▸ Required work
Go through the records below and copy out every line that contains the word "blurred".

─── Record set ───

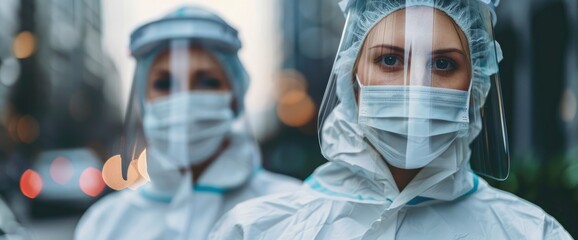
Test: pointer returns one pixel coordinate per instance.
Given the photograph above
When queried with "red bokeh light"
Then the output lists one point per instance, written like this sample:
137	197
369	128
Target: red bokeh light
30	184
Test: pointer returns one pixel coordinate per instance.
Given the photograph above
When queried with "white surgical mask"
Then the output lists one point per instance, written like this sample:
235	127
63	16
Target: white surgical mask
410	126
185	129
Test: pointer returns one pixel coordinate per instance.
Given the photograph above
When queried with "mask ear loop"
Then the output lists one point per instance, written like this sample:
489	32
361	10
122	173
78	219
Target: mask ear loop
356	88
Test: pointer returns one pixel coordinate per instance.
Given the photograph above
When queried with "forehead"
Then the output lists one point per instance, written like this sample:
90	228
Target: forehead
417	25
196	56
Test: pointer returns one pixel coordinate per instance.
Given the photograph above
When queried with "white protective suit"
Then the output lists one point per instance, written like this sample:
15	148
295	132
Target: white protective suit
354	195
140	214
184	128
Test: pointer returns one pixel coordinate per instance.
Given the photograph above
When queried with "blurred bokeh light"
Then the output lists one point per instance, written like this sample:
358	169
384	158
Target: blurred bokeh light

───
─── Record set ───

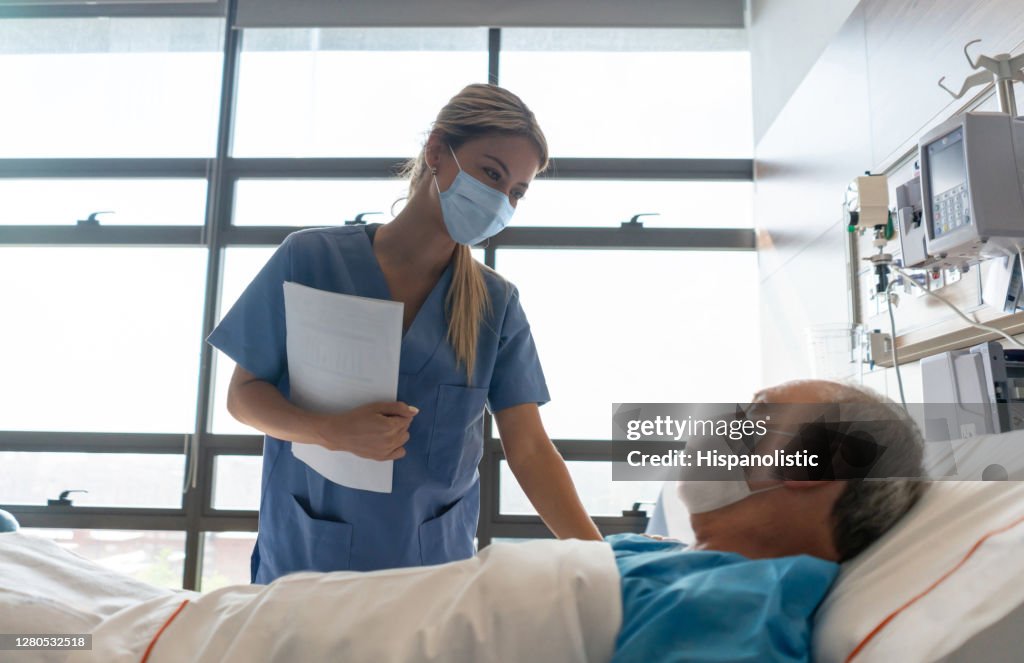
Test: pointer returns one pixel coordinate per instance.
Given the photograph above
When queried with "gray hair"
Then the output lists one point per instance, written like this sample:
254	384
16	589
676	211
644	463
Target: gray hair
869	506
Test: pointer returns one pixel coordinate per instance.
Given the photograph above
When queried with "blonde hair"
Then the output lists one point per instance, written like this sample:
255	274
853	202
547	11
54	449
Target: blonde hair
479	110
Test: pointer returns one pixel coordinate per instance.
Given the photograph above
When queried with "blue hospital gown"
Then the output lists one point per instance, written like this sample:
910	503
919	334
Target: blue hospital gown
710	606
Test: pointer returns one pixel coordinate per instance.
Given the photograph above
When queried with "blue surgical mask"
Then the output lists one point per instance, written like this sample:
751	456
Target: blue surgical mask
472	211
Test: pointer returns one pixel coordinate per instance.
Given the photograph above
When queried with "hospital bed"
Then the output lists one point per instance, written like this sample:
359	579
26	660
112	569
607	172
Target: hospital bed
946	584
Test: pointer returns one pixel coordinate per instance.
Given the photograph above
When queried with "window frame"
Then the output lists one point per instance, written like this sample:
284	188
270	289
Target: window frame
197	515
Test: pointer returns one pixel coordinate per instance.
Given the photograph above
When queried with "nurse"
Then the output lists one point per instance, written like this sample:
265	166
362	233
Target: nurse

───
─── Record set ───

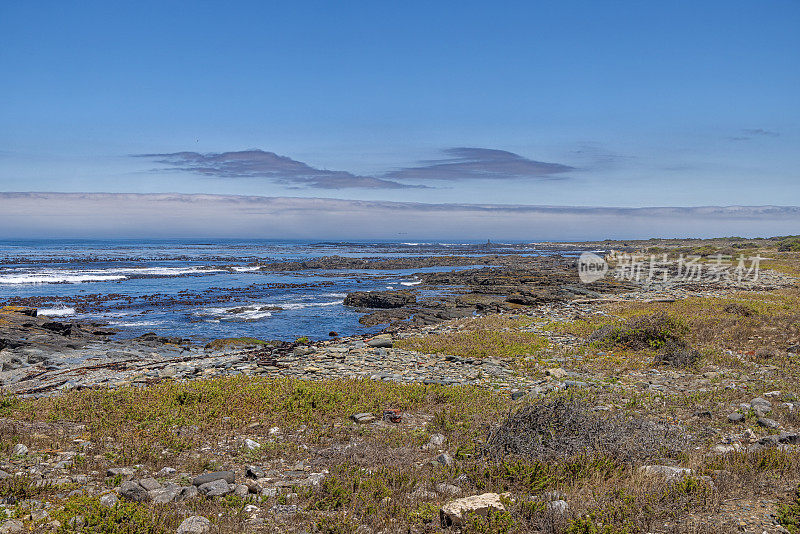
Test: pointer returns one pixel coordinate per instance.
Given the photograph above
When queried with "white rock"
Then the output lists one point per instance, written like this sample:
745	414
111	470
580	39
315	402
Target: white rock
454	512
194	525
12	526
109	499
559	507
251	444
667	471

───

▸ Finished exercise
When queried with "blurred bokeh light"
Target: blurred bokeh light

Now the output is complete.